» **Extracted text**
▬▬▬

A spokesman for the Anti-Defamation League (ADL) of B'Nai Brith said the group will petition the city manager next week to add a disclaimer to the religious model which will clearly identify its sponsor as a private organization.

"It's not clear that what Cambridge is doing is legal," said Sally Greenberg, East Coast civil rights director for the ADL. The nativity scene on the Common "has the imprimatur of public sponsorship by appearing in a public park and that perception is a problem for us," she said.

"If it's in a public park, most people assume that it's put up by the city," Greenberg said.

Local officials said yesterday that the city does not own the scene any longer. In 1982, Cambridge sold the creche to the local Knights of Columbus after a city dispute about the constitutionality of owning and, displaying a religious symbol, City Solicitor Russell B. Higley said yesterday.

The Knights, a nationwide Roman Catholic organization, bought the nearly seven foot tall nativity scene from the city for one dollar, said Cambridge City Councilor Walter J. Sullivan, a member of the Knights.

The creche, located at the corner of Mass. Ave. and Garden St., features almost a dozen figurines depicting the story of Jesus's birth in a Bethlehem manger 2000 years ago.

Higley, the city's top lawyer, said that the U.S. Supreme Court ruled in a similar 1984 case that privately-owned creches can be displayed legitimately in public places.

But Greenberg said that the Court's decision did not clearly apply to the Cambridge situation because the creche in the Pawtucket, Rhode Island case was located in a privately-owned mall.

"We don't intend to sit back without complaining that this is a violation of church and state," she said. "At the very minimum we believe there should be a disclaimer."

Greenberg said that a similar case in Concord, N.H., was resolved Thursday afternoon when the city manager there announced that the town would place a sign next to a Knights of Columbus creche on city land in front of the state house. The sign said that Concord did not endorse any demonstration of religion.

Such a sign in Cambridge would be unnecessary and inappropriate, said Walter Sullivan, because "the whole city knows" about the controversy three years ago and subsequent sale.

City Councilor David E. Sullivan, however, said he objects to the notion of a creche on the Cambridge Common. "I do think it's inappropriate for the city to be sponsoring religious displays, which is essentially what's going on here."

▬▬▬

» **Data excerpts**
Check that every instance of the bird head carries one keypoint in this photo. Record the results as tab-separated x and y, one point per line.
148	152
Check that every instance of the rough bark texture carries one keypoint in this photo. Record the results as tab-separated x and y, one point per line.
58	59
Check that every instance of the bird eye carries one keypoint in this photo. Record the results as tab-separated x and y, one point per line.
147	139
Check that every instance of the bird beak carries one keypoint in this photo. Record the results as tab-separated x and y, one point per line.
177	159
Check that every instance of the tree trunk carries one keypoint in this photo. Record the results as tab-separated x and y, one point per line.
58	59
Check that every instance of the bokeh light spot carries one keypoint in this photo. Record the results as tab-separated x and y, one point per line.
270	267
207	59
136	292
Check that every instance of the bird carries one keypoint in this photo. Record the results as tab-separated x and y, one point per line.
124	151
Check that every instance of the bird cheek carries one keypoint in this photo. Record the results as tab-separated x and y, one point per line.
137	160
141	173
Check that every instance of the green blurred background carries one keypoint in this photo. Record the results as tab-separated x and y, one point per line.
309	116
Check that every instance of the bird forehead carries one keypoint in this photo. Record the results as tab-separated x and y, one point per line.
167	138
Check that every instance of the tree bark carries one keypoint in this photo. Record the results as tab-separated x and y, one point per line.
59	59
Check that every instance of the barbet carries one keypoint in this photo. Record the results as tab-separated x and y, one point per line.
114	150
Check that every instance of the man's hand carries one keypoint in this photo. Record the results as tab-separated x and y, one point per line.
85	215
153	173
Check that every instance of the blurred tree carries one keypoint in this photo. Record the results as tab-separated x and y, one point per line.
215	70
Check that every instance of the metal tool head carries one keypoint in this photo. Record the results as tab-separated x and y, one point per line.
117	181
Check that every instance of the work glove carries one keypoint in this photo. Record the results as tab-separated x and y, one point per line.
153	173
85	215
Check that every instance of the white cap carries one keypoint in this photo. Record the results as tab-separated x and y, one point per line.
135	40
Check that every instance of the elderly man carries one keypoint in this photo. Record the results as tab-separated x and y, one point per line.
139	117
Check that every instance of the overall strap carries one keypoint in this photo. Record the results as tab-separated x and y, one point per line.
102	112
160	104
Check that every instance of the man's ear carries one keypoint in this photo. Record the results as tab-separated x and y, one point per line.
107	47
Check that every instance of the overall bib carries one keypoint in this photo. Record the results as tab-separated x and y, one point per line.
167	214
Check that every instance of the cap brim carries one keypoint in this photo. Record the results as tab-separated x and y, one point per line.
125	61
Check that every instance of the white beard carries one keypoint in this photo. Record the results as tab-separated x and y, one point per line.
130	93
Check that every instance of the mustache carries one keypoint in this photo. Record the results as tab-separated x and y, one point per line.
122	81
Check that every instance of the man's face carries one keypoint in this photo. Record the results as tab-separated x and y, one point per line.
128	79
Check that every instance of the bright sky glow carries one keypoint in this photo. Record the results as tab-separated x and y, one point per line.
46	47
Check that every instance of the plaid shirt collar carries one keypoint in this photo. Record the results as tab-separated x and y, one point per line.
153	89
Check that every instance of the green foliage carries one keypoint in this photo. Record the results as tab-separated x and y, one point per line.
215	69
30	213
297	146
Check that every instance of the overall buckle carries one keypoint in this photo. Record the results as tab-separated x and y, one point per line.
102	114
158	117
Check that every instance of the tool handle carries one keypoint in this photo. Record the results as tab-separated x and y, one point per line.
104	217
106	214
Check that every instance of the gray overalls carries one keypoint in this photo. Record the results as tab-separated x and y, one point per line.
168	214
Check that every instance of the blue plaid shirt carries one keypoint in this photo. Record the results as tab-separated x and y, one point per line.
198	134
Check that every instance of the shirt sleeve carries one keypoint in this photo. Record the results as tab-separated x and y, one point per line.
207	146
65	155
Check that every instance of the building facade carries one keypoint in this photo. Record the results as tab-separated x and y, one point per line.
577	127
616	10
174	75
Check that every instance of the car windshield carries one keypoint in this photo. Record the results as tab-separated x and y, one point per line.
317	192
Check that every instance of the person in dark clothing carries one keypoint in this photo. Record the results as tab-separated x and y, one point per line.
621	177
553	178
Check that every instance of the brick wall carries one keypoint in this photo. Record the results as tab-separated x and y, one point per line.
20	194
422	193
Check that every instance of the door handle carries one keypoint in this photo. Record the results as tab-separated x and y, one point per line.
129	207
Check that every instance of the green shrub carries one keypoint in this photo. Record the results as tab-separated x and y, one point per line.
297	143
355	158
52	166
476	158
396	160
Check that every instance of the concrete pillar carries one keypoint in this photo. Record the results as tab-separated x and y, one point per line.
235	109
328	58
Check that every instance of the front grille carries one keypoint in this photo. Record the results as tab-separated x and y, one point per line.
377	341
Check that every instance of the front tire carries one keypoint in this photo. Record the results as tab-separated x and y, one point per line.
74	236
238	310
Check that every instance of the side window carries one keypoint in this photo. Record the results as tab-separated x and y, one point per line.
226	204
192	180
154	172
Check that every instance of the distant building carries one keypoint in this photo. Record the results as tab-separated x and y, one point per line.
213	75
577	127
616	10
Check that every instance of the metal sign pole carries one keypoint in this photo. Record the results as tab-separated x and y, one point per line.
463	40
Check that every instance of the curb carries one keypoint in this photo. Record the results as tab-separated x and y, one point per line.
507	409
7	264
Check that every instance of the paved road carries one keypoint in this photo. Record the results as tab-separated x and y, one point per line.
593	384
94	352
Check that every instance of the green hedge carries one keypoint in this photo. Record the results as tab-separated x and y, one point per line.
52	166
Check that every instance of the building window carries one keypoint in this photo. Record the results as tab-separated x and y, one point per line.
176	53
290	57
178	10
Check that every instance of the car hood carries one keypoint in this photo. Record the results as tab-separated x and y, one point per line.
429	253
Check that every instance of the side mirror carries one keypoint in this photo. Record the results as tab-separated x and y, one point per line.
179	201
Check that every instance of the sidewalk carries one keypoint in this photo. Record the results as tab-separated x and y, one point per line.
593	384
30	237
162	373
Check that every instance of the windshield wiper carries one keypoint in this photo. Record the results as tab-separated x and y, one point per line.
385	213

▬▬▬

» **To do**
**a)** Copy the part of the article on the Cambridge creche that opens with the words containing "Greenberg said that a" and closes with "demonstration of religion.".
**b)** In the records, take the lines from the one containing "Check that every instance of the paved" through the end of the records, and write them out again with "tab-separated" changed to "comma-separated" and nothing else altered. Return only those lines.

» **Per-task answers**
**a)**
Greenberg said that a similar case in Concord, N.H., was resolved Thursday afternoon when the city manager there announced that the town would place a sign next to a Knights of Columbus creche on city land in front of the state house. The sign said that Concord did not endorse any demonstration of religion.

**b)**
Check that every instance of the paved road carries one keypoint in this photo. Record the results as comma-separated x and y, one point per line.
593	384
94	352
Check that every instance of the green hedge carries one keypoint in this photo. Record the results as comma-separated x and y, one point per line.
52	166
Check that every instance of the building window carries one keypoint in this photo. Record the results as comma-separated x and y, one point per line.
176	53
290	57
178	10
Check that every instance of the car hood carries one keypoint in this photo. Record the results as comma-separated x and y, one point per line.
429	253
Check that every instance of the side mirror carries one keypoint in this photo. Record the results as comma-separated x and y, one point per line.
179	201
Check that every instance of the sidewalk carries one keypoint in this photo. Record the results as comma-separated x and y, one point per line.
593	384
30	237
162	373
Check that every instance of the windshield wiper carries one keypoint in this photo. Record the results as comma-separated x and y, one point per line.
385	213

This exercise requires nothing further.